* **Task objective**
Can you arrange the lines of the material below as a JSON list of strings, one string per line and blank lines left out, starting at the line that contains "[tag] front bumper (a dot for each instance)" and stopping after the line that contains "Target: front bumper", with both of those lines included?

* **Given records**
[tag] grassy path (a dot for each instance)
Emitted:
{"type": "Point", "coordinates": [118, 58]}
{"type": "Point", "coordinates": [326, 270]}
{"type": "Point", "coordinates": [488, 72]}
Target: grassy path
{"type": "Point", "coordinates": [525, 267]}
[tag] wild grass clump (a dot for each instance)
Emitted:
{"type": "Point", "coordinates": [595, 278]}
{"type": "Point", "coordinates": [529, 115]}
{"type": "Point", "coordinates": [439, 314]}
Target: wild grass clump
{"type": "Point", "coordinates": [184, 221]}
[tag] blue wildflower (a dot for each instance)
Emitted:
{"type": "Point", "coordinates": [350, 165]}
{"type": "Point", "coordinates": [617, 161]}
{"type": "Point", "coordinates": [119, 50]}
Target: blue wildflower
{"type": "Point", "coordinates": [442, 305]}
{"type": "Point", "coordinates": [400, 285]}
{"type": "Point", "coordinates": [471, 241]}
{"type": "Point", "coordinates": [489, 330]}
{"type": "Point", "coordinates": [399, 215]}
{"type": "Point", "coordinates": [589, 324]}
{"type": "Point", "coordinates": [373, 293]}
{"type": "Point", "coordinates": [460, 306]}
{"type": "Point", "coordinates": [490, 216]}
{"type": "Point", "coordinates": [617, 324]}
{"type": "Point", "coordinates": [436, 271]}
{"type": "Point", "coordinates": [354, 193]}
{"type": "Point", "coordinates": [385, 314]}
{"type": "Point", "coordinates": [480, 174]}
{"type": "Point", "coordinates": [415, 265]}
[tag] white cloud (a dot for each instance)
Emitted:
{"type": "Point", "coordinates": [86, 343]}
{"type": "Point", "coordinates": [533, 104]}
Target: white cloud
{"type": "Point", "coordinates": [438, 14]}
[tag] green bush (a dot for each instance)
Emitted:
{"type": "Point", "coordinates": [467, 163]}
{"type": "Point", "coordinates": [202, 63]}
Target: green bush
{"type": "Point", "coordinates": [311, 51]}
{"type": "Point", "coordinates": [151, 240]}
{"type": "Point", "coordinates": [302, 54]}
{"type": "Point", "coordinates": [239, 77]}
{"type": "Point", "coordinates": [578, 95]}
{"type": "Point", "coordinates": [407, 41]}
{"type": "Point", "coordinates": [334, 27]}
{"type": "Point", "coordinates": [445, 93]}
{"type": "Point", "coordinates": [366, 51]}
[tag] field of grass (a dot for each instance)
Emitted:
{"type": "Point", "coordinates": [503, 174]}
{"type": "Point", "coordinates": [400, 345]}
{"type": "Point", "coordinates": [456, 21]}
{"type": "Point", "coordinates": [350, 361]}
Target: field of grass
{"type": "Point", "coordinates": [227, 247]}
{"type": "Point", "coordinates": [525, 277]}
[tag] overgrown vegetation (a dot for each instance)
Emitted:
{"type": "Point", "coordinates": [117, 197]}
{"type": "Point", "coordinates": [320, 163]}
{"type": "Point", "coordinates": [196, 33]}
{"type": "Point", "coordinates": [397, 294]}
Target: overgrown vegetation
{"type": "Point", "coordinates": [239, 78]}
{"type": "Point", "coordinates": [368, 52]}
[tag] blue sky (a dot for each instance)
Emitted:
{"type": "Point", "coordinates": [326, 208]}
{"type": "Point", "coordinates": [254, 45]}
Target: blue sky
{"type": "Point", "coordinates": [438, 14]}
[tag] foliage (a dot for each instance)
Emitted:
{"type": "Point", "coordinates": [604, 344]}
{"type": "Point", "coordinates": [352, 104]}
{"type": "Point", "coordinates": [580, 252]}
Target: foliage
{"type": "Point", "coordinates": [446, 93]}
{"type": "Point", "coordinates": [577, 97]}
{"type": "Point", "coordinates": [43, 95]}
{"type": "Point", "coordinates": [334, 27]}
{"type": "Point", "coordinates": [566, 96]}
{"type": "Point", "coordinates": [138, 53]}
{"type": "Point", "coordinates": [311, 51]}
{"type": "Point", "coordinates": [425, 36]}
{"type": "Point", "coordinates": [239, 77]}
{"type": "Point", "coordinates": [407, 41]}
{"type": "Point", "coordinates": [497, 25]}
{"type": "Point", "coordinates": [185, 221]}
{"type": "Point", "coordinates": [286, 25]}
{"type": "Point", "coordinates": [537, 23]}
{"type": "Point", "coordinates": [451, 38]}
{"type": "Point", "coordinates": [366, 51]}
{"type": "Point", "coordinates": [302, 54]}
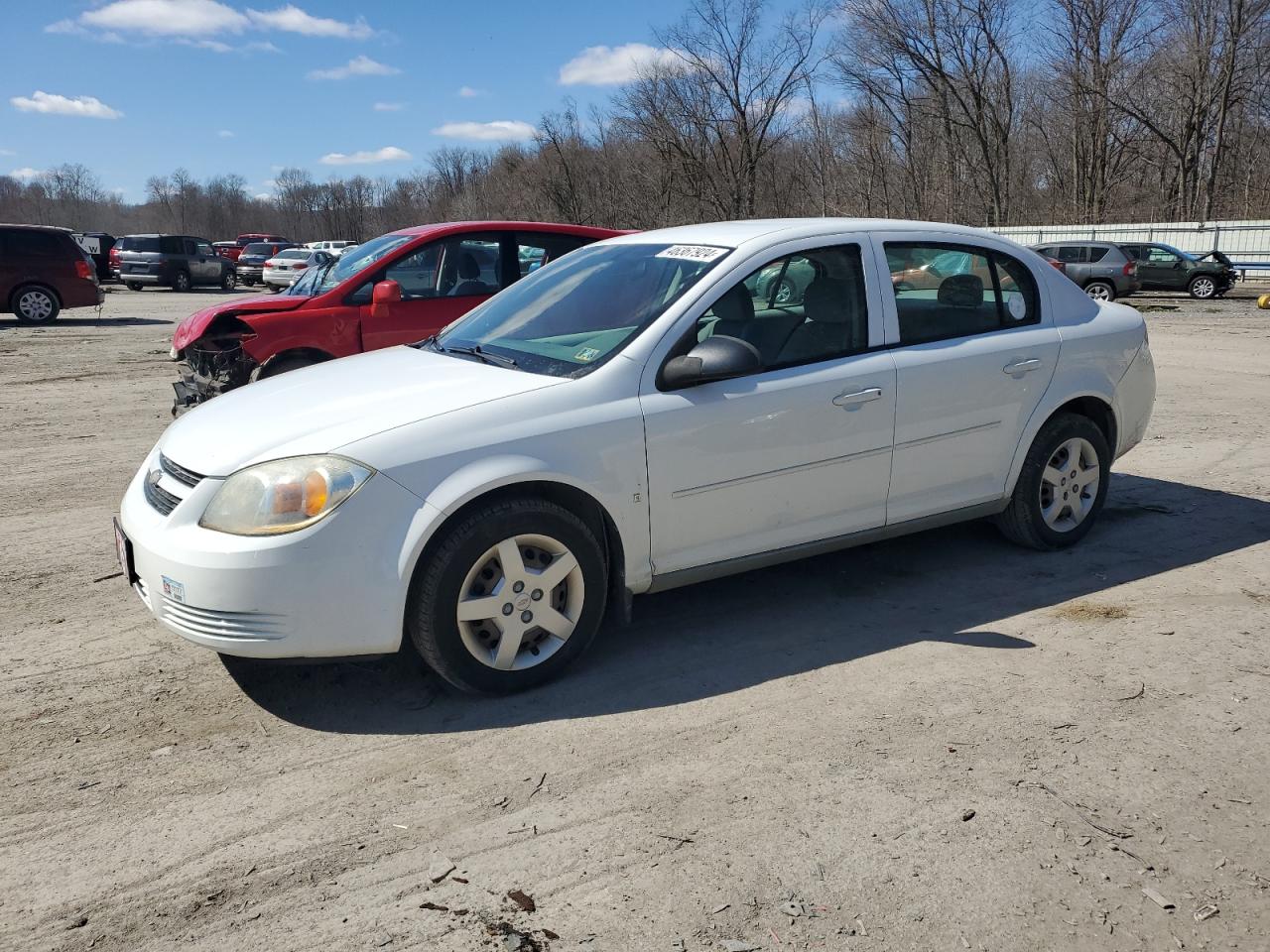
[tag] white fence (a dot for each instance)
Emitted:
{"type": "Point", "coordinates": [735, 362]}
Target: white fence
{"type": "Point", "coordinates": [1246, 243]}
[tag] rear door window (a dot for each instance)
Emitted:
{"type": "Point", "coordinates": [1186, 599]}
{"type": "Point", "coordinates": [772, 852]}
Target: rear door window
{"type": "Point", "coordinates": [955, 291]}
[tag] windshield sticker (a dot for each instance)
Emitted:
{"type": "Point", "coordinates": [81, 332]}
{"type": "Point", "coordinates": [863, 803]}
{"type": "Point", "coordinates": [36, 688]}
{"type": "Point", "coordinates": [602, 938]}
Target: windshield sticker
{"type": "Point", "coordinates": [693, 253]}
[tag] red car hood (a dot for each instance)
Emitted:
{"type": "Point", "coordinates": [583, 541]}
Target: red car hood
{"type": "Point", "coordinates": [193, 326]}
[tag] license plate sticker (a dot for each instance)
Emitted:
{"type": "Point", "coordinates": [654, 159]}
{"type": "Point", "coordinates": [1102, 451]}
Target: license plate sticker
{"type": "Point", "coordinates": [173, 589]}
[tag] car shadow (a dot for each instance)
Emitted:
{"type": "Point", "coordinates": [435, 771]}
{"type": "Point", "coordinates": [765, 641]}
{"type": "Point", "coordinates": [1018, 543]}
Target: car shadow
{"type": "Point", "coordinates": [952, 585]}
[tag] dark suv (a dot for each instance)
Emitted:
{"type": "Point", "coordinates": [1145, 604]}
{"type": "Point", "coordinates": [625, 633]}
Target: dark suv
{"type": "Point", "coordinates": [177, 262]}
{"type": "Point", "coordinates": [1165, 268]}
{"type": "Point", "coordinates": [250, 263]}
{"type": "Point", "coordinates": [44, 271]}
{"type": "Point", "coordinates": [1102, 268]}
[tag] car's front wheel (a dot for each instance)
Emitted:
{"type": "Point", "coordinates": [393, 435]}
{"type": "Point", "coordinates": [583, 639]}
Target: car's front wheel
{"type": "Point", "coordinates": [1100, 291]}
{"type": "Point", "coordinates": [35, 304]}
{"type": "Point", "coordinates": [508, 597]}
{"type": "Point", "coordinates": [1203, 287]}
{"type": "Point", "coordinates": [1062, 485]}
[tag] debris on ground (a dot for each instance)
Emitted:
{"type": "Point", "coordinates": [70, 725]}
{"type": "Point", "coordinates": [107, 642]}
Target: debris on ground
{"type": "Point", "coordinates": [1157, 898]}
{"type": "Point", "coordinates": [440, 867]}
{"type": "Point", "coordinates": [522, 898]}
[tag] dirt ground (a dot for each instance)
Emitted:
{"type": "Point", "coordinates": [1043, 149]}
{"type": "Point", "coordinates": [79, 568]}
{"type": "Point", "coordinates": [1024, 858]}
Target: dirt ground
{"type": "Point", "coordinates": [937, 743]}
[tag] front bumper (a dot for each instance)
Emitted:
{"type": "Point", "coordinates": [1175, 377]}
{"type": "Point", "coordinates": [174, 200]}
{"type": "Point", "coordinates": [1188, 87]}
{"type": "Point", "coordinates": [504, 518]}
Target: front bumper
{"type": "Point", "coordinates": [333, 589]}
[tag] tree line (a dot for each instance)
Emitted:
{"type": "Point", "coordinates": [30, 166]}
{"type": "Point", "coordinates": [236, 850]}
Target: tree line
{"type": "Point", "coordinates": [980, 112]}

* **Solution for this task**
[
  "[tag] front bumper (a dot for each instance)",
  "Emitted:",
  "{\"type\": \"Point\", \"coordinates\": [1175, 377]}",
  "{\"type\": \"Point\", \"coordinates\": [174, 200]}",
  "{\"type\": \"Point\", \"coordinates\": [1188, 87]}",
  "{\"type\": \"Point\", \"coordinates\": [504, 518]}",
  "Target: front bumper"
]